*Task objective*.
Rewrite the lines below with "drop a dot" swapped for "place a marker" wherever it appears, changing nothing else, and leave out the pictures.

======== Given records

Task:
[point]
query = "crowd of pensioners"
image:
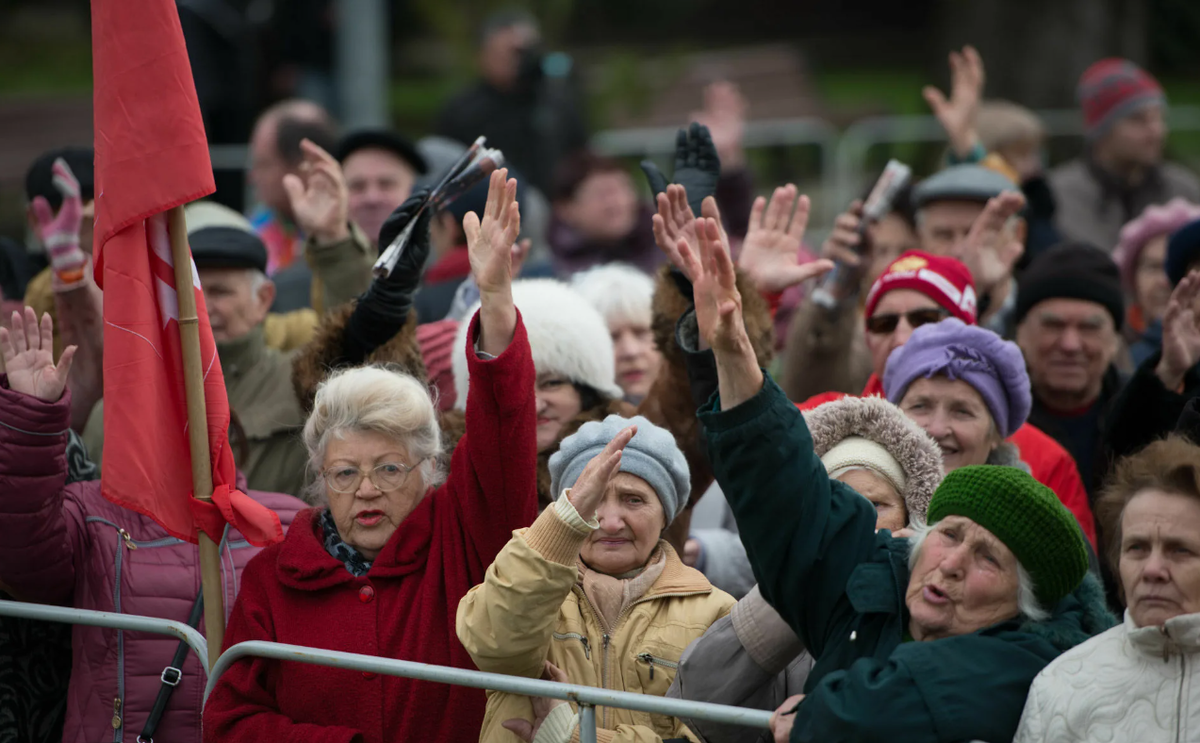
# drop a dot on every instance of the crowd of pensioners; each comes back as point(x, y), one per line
point(579, 437)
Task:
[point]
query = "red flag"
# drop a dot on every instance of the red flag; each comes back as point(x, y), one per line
point(151, 155)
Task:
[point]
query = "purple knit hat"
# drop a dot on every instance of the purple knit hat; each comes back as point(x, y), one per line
point(994, 366)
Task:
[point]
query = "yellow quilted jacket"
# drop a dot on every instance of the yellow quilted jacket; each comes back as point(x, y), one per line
point(531, 607)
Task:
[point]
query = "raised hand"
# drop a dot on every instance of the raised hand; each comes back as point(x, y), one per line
point(318, 196)
point(1181, 333)
point(588, 490)
point(725, 115)
point(60, 232)
point(958, 114)
point(29, 357)
point(490, 247)
point(772, 249)
point(991, 250)
point(697, 166)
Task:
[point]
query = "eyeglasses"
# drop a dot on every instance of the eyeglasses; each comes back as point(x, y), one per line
point(387, 477)
point(883, 324)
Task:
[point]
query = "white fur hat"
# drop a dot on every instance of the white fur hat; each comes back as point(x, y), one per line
point(567, 336)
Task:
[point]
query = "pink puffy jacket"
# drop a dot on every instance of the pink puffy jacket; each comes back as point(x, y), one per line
point(71, 546)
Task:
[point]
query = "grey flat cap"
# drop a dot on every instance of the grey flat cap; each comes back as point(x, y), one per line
point(960, 184)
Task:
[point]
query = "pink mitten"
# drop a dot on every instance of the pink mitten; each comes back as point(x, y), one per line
point(60, 232)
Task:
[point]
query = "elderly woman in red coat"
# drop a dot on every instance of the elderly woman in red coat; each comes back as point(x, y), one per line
point(382, 569)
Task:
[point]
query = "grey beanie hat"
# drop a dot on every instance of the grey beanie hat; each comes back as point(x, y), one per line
point(652, 455)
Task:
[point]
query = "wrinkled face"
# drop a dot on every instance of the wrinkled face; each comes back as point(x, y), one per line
point(891, 238)
point(899, 303)
point(558, 403)
point(268, 168)
point(637, 358)
point(1152, 288)
point(378, 183)
point(631, 520)
point(1137, 139)
point(1067, 343)
point(499, 59)
point(367, 517)
point(889, 505)
point(954, 415)
point(942, 227)
point(234, 306)
point(964, 580)
point(1161, 556)
point(604, 207)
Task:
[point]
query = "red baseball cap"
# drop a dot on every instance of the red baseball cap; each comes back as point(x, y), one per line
point(943, 280)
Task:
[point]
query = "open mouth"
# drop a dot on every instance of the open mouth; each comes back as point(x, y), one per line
point(935, 595)
point(369, 517)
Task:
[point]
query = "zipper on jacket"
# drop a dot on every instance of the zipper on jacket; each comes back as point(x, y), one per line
point(663, 661)
point(583, 641)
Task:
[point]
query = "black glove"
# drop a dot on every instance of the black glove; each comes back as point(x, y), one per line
point(383, 309)
point(697, 167)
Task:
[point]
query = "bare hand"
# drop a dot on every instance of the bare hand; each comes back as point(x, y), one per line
point(784, 718)
point(725, 115)
point(29, 357)
point(718, 300)
point(589, 487)
point(318, 196)
point(541, 707)
point(1181, 333)
point(991, 250)
point(772, 249)
point(958, 115)
point(490, 241)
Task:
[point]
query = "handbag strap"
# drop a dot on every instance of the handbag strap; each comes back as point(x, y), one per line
point(172, 675)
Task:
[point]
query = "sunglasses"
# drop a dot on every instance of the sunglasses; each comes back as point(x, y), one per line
point(883, 324)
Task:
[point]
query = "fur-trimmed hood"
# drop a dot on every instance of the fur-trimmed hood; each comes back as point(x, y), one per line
point(879, 420)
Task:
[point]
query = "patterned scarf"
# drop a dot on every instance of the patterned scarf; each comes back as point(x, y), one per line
point(336, 546)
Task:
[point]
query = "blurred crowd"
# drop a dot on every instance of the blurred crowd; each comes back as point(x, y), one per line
point(582, 436)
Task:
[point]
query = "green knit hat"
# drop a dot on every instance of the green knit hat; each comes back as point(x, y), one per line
point(1026, 516)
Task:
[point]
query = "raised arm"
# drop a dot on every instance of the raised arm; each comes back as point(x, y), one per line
point(36, 540)
point(790, 514)
point(493, 472)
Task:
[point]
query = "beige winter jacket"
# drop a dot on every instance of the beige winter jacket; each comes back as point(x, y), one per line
point(531, 607)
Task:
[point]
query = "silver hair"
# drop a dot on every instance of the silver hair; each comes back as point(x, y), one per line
point(1026, 599)
point(373, 399)
point(621, 292)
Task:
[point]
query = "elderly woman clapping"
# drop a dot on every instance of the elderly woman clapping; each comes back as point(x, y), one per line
point(936, 640)
point(1139, 679)
point(382, 569)
point(591, 592)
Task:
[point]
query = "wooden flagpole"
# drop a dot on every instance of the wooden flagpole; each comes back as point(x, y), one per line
point(197, 429)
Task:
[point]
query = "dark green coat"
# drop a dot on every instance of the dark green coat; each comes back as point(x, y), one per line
point(813, 546)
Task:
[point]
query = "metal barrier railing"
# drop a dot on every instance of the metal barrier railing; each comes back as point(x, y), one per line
point(137, 623)
point(587, 697)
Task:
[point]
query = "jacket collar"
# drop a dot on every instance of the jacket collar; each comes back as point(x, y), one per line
point(1177, 635)
point(305, 564)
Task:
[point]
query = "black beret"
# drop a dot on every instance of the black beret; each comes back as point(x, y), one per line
point(227, 247)
point(382, 139)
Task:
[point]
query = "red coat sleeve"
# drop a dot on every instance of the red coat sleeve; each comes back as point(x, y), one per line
point(493, 472)
point(40, 529)
point(243, 706)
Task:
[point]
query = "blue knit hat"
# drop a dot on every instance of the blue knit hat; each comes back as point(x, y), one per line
point(994, 366)
point(652, 455)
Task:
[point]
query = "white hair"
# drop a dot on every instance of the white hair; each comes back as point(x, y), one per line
point(373, 399)
point(621, 292)
point(1026, 599)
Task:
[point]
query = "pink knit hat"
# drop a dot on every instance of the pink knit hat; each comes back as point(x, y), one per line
point(1152, 222)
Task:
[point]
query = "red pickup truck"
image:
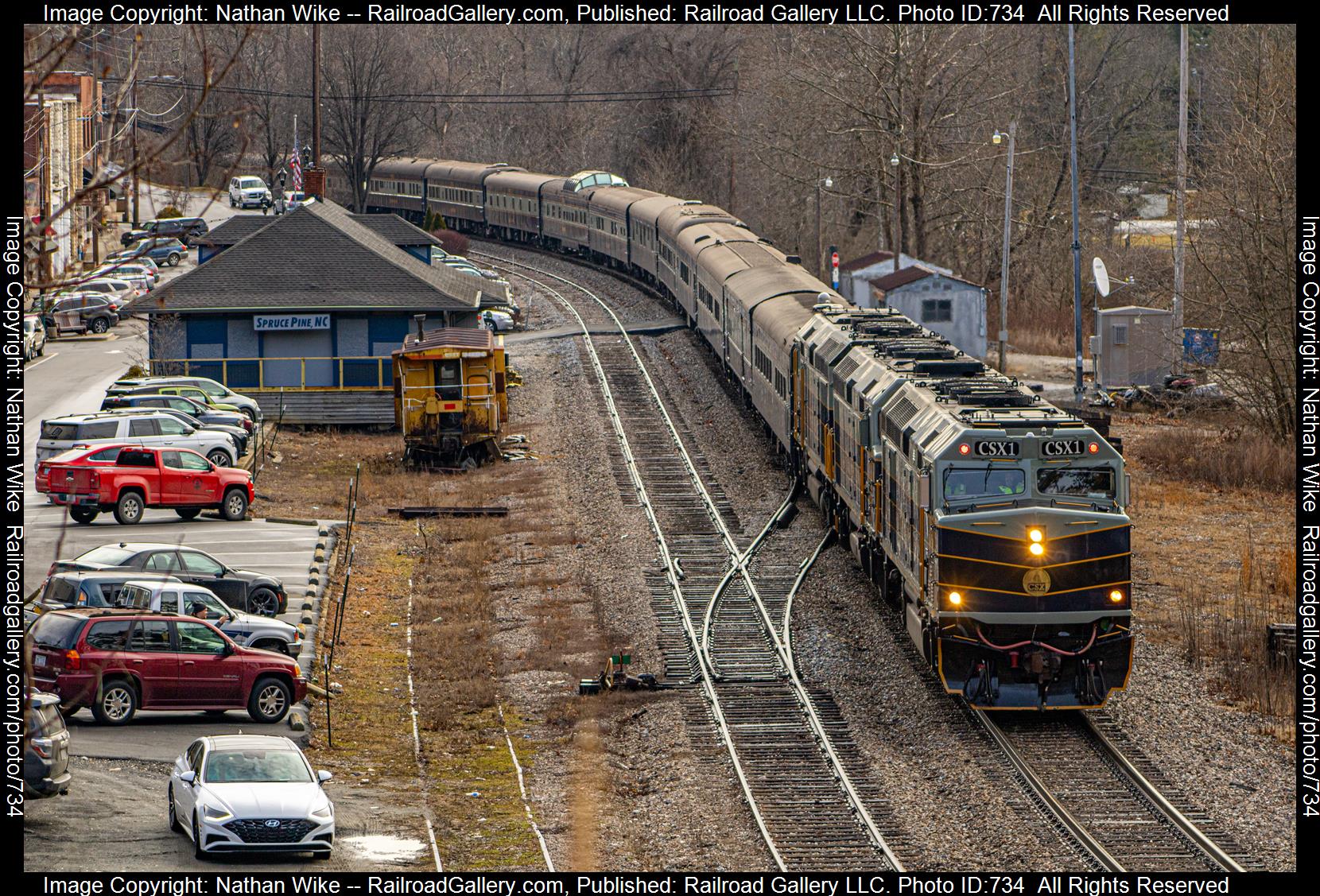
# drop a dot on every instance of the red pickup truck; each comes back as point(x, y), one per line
point(149, 477)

================

*Solution for this problem*.
Task:
[point]
query = "crowd of pensioners"
image:
# place a marker on every instance of the crowd of pensioners; each comes back as point(x, y), one per line
point(579, 437)
Task:
[point]
query = "red flag"
# place a marker on every instance of the red flag; each comes back as point(x, y), one per line
point(151, 155)
Task:
[point]
query = "purple knit hat"
# place a marker on every instance of the purple knit hat; each comes back as point(x, y), one per line
point(994, 366)
Task:
[point]
query = "yellow quilted jacket"
# place a marker on every instance of the yellow quilted jacket; each comes back as point(x, y), one per line
point(531, 607)
Task:
[point]
query = "raised hand"
# place a marker on every instance of the raised hand; each comes back as point(x, y), one per line
point(318, 196)
point(1181, 333)
point(588, 490)
point(725, 115)
point(60, 232)
point(958, 114)
point(29, 357)
point(490, 247)
point(772, 249)
point(991, 250)
point(697, 166)
Task:
[point]
query = "eyeglasses"
# place a marker on every instance of the eyeglasses; each comes back as point(x, y), one per line
point(387, 477)
point(883, 324)
Task:
[point]
query = "white fur hat"
# place a marker on every instance of the white fur hat; each comes back as point(x, y), one per line
point(567, 336)
Task:
[point]
query = "pink puffy jacket"
# place a marker on every instance of the pink puffy jacket; each comes back as point(x, y), one per line
point(71, 546)
Task:
[point]
query = "grey flat cap"
# place a marker on every instance of the grey flat cap; each comes back as point(x, y), one per line
point(960, 184)
Task:
[point]
query = "pink mitten"
# place a marker on every instance of the pink mitten; each comes back as point(x, y), one per line
point(60, 232)
Task:
[point]
query = "elderly woman in red coat"
# place a marker on every instance of the elderly woman in red coat; each comes back as point(x, y), one per line
point(382, 569)
Task:
[point]
query = "grey beanie hat"
# place a marker on every instance of the grey beanie hat; each comes back as point(x, y), one per line
point(652, 455)
Task:
[point]
query = "wrinkled face"
# place a marker on every instance of the wrinkled face; each comes back as point(x, y), one per line
point(891, 238)
point(899, 303)
point(558, 403)
point(268, 168)
point(637, 358)
point(1152, 288)
point(378, 183)
point(631, 520)
point(1137, 139)
point(1067, 343)
point(499, 59)
point(367, 517)
point(889, 505)
point(954, 415)
point(942, 227)
point(234, 306)
point(964, 580)
point(1161, 556)
point(604, 207)
Task:
[point]
query = "red baseball cap"
# place a marker on every instance of the red baseball cap; each comes back as point(x, y), one per line
point(943, 280)
Task:
[point]
query = "open mouth"
# place a marker on every instance of the open mouth; each comes back as point(x, y), one per line
point(935, 595)
point(369, 517)
Task:
[point]
query = "zipper on jacket"
# place a marker on every instance of the zipper on jacket; each comes back as point(x, y), one per line
point(663, 661)
point(583, 641)
Task:
[point]
query = "black glove"
# place a marker on every instance of the black glove; each comes back as point(x, y), one per line
point(383, 309)
point(697, 167)
Task:
[point]
query = "bare hand"
# place a marker on every instance of the bare hand; each comes back as point(x, y), one per line
point(784, 718)
point(725, 115)
point(29, 357)
point(718, 300)
point(589, 487)
point(318, 196)
point(541, 707)
point(1181, 333)
point(991, 250)
point(772, 249)
point(958, 115)
point(490, 241)
Task:
[point]
query = "handbag strap"
# place a marker on every instance of the handbag strap; each comes back as point(x, y), one per line
point(172, 675)
Task:
[point]
query = "sunglasses"
# place a marker on every instance of the sunglasses; each comes back as point(x, y), one per line
point(883, 324)
Task:
[point]
query = "fur-trimmed hood"
# place a marker on every instance of the fur-trimmed hood; each comes back as point(x, y), one per line
point(879, 420)
Task:
[point]
query = "patterned scarf"
# place a marker on every instance of the patterned scarf; each comes back as point(x, y), one per line
point(336, 546)
Task:
[point]
query = "blurred crowd"
# place a marker on every instance of the blurred crowd; each comes back as point(x, y), one per line
point(582, 436)
Task:
[point]
query = "green knit hat"
# place a marker on every instance of the green knit hat; each comes back as point(x, y), one per line
point(1026, 516)
Task:
[point]
query = "raised arm"
# place a marker on every instance of the raised arm; each comes back as point(x, y), one per line
point(36, 540)
point(790, 514)
point(493, 472)
Task:
[point]
query = "beige winter jacket"
# place a marker on every instance of the beige winter jacket; each comes back as point(x, y), one per line
point(531, 607)
Task:
[point]
query = "silver hair"
# place a marker on every instance of the silver hair; each comes back as point(x, y), one per line
point(1026, 599)
point(373, 399)
point(621, 292)
Task:
[point]
query = "elderly woman clapping"
# place a marker on every instance of the elderly woman clapping; each comes back as point(x, y), one per line
point(936, 640)
point(1139, 679)
point(382, 569)
point(591, 592)
Task:
[point]
query = "wooden flagpole"
# place a marker on every instance of the wooden flagpole; each comes back as point(x, y), one per line
point(197, 429)
Task:
[point]
query = "dark green coat"
# place a marker on every instance of the dark green coat; each comes back as point(x, y), one per line
point(813, 546)
Task:
[point]
query = "metal barrier railing"
# place a marker on every instance of the metal barrier railing; each comes back as point(x, y), one per line
point(137, 623)
point(587, 697)
Task:
[point]
query = "jacket collar"
# place a marker on every instance of the jacket collar; each comes back as point(x, y), one per line
point(1177, 635)
point(305, 564)
Task:
[point]
query = "black beret"
# place a marker on every instance of the black beret; each comes back as point(x, y), one per line
point(227, 247)
point(382, 139)
Task:
[point]
query = "red coat sleeve"
# place a marker on every instance of the red coat sleeve; each comes back as point(x, y), one per line
point(493, 472)
point(40, 529)
point(243, 706)
Task:
[point]
query = "blue knit hat"
# place a marker on every instance of the blue knit hat; each comes back as point(x, y), one per line
point(994, 366)
point(652, 455)
Task:
[point]
query = "white hair"
# place a marker on every instance of the white hair; each comes back as point(x, y), one per line
point(373, 399)
point(621, 292)
point(1026, 599)
Task:
[point]
query = "pink knit hat"
# place a marker on every instance of the pink knit hat; each comes back as point(x, y), one per line
point(1152, 222)
Task:
[point]
query = "red pickup truck"
image:
# place a marker on every instance of the red pickup truck; each comes back as point(x, y), one per line
point(149, 477)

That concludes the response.